§ **TO DO**: A faithful, complete copy of the entries is the sole expected answer.

§ **RECORDS PROVIDED**:

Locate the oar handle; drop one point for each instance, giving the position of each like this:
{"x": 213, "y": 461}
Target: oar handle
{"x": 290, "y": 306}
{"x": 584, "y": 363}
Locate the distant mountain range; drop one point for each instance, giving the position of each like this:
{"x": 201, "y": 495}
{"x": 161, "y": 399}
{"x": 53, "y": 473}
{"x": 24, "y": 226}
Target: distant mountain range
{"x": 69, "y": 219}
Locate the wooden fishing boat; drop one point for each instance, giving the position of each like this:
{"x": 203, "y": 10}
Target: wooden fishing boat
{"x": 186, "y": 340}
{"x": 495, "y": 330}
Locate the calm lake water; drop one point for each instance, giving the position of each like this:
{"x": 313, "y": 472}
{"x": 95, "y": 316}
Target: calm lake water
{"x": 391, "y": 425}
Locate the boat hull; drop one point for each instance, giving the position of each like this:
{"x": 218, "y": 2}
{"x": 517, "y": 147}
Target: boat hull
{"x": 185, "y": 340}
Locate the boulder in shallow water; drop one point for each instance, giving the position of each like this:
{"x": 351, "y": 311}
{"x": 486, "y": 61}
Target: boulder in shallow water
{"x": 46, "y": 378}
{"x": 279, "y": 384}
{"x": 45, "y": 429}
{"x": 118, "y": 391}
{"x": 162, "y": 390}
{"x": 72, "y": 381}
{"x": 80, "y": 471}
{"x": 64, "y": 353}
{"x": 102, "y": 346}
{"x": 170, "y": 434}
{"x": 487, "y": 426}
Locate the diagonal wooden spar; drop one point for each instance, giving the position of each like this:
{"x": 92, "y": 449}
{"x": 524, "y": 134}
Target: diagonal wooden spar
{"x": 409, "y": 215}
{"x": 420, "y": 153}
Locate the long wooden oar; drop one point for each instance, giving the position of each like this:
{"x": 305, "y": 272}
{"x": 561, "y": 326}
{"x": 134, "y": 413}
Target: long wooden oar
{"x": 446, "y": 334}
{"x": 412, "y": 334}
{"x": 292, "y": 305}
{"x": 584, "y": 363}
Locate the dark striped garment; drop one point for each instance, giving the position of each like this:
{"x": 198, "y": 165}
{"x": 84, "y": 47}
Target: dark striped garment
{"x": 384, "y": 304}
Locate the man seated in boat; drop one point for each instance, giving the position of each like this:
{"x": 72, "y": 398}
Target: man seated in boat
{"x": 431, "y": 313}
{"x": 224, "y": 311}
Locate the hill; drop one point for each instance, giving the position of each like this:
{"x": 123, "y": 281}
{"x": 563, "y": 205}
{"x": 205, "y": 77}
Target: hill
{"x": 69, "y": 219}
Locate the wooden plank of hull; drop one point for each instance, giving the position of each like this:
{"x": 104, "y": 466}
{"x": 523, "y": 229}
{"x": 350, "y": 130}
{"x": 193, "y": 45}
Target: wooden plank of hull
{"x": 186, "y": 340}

§ **WRITTEN SOLUTION**:
Locate the oar handle; drop one point for each instance, giving the position of each like this:
{"x": 213, "y": 461}
Target: oar handle
{"x": 290, "y": 306}
{"x": 584, "y": 363}
Locate the distant mountain range; drop one point for each instance, giving the position of each like this:
{"x": 201, "y": 495}
{"x": 161, "y": 399}
{"x": 53, "y": 473}
{"x": 24, "y": 226}
Target: distant mountain range
{"x": 69, "y": 219}
Locate the wooden fishing boat; drop one point for each instance, giving the position of each like this:
{"x": 203, "y": 10}
Target: wooden fishing boat
{"x": 186, "y": 340}
{"x": 495, "y": 330}
Locate the calm lake water; drop one point for each instance, giving the position of each like this:
{"x": 313, "y": 472}
{"x": 95, "y": 316}
Target: calm lake water
{"x": 391, "y": 425}
Locate the boat hull; drop one point for each instance, giving the position of each like this:
{"x": 218, "y": 2}
{"x": 517, "y": 147}
Target: boat hull
{"x": 185, "y": 340}
Locate the boulder in shallow water; drop one point for each instance, giving the position of each like this:
{"x": 351, "y": 311}
{"x": 486, "y": 61}
Target: boulder in shallow water
{"x": 46, "y": 378}
{"x": 279, "y": 384}
{"x": 45, "y": 429}
{"x": 118, "y": 391}
{"x": 162, "y": 390}
{"x": 72, "y": 381}
{"x": 80, "y": 471}
{"x": 64, "y": 353}
{"x": 102, "y": 346}
{"x": 170, "y": 434}
{"x": 487, "y": 426}
Locate the diagonal wooden spar; drop one point for each instance, giving the position of each like this:
{"x": 92, "y": 449}
{"x": 524, "y": 134}
Target: diagonal wooden spar
{"x": 409, "y": 215}
{"x": 420, "y": 153}
Locate the long wooden oar; drop one point for each instance, giving the position of each like this:
{"x": 305, "y": 272}
{"x": 561, "y": 326}
{"x": 134, "y": 413}
Target: long wooden oar
{"x": 446, "y": 334}
{"x": 412, "y": 334}
{"x": 292, "y": 305}
{"x": 584, "y": 363}
Locate the dark striped garment; drop one point for each instance, giving the position of each like this:
{"x": 198, "y": 165}
{"x": 84, "y": 47}
Target: dark striped garment
{"x": 384, "y": 304}
Locate the man seated in boat; drop one point for each instance, giving the position of each like this:
{"x": 72, "y": 398}
Target: man seated in boat
{"x": 431, "y": 313}
{"x": 224, "y": 311}
Locate the hill; drop one point for each instance, giving the position of each like this:
{"x": 123, "y": 281}
{"x": 563, "y": 205}
{"x": 205, "y": 77}
Target: hill
{"x": 69, "y": 219}
Locate the wooden plank of hull; drop one point for each instance, giving the position of each like this:
{"x": 104, "y": 466}
{"x": 523, "y": 229}
{"x": 350, "y": 130}
{"x": 193, "y": 45}
Target: wooden plank of hull
{"x": 186, "y": 340}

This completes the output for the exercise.